Your goal:
The listing must be copied out in full and exactly; no images go with it.

Data records:
---*---

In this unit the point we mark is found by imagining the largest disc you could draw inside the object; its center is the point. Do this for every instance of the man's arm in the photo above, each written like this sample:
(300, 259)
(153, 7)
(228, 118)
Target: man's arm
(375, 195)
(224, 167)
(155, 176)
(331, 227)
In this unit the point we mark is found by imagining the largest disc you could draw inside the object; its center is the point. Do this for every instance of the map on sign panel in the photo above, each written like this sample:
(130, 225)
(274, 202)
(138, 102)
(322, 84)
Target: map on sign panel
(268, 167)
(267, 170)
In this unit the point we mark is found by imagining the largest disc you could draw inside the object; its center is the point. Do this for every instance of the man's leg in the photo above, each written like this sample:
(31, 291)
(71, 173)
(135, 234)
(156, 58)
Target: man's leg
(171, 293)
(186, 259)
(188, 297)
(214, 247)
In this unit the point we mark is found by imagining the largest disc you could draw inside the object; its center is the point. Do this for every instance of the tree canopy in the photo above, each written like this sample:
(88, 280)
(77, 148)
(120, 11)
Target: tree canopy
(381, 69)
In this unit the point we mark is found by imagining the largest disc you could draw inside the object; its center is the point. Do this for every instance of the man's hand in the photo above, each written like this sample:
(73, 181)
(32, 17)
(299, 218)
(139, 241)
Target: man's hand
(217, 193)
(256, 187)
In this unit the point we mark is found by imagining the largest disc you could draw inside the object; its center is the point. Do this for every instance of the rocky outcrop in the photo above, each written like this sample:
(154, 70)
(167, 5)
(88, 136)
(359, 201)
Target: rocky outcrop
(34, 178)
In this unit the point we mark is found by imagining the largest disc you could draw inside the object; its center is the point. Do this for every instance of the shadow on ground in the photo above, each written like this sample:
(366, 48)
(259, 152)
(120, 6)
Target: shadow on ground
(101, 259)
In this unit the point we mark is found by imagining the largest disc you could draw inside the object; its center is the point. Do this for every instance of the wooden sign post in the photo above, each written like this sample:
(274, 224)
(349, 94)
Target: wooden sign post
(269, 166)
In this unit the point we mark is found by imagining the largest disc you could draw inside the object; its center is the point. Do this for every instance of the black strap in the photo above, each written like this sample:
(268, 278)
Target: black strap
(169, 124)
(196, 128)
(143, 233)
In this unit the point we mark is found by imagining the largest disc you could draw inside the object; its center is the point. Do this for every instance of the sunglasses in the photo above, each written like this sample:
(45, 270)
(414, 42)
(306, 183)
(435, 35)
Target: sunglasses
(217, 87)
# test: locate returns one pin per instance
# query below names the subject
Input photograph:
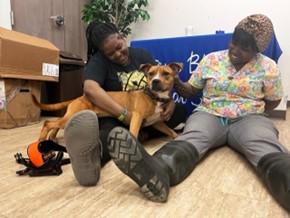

---*---

Reply:
In this unit the point we mark is found by imagining the largest disc you could draw inside the object; its center is the point. Do this for every instance of the man's arm in the photo above, each written like this sample:
(300, 259)
(153, 7)
(228, 118)
Target: man's arm
(375, 195)
(224, 167)
(155, 176)
(331, 227)
In this unit the point we mark is found by imagining the largest disc you could draw inside the object; its center is the point. Do this for every instance of the map on sign panel in the photo above, each written like this sample:
(130, 225)
(274, 202)
(138, 102)
(322, 84)
Target: map on sign panel
(268, 167)
(267, 170)
In this unit the point we mark is found by imagining the largest disc you could draw inside the object; its center is the point. Do this for every instance of the man's leg in the photo above, each written like this sample:
(31, 291)
(71, 173)
(135, 234)
(156, 58)
Target: man's leg
(171, 293)
(186, 259)
(188, 297)
(214, 247)
In this unit the point we mark is found by imagining the largest disc you could draw inside the object; its center is the point. Do this for every instance of the tree canopy in the photo above, each written like this sample:
(88, 280)
(77, 148)
(120, 11)
Target: tree canopy
(381, 69)
In this unit the point we mark is found by imagining the largest disc you could draw inside the object; its center is the point. Do this for every instance of the man's hand in the photo above, each written like this sample:
(73, 181)
(32, 17)
(299, 218)
(139, 241)
Target: man's hand
(217, 193)
(256, 187)
In this unit the point we mark is found by imagining the largest disc you could draw inside the object; its center is the point. Do this for every instance of the rocky outcrop in the photo above, each written like this sample:
(154, 70)
(167, 5)
(88, 136)
(359, 201)
Target: rocky outcrop
(34, 178)
In this unit the point we mark is found by imagining the largest disc you could draw inside the object; its center is the point. Do this for every instance of the shadow on ground in the photo above, each written like this sample:
(366, 48)
(259, 152)
(120, 6)
Target: shadow on ground
(101, 259)
In this unit the point we mark is found by imagining the largest disc you could draw inside the object; its center is the point. Do this for every instance of the wooden sign post in the photo above, each written like this sample:
(274, 224)
(349, 94)
Target: wooden sign post
(269, 166)
In this unit the point we mark is found by imagining the largest disc you could draw inside the object; its center is the point. Do this for every instance of the black strap in the photo above, each written like this sample:
(268, 278)
Target: black strap
(169, 124)
(196, 128)
(143, 233)
In this unit the point we mark is found by imagining the largest disc you could draw inside the object; its center is the point. Do this for every instance of the sunglasses in the photo above, each written like this sample:
(45, 270)
(414, 42)
(306, 183)
(435, 35)
Target: sunglasses
(217, 87)
# test: locate returns one pin per instance
# query below names the subject
Input photograph:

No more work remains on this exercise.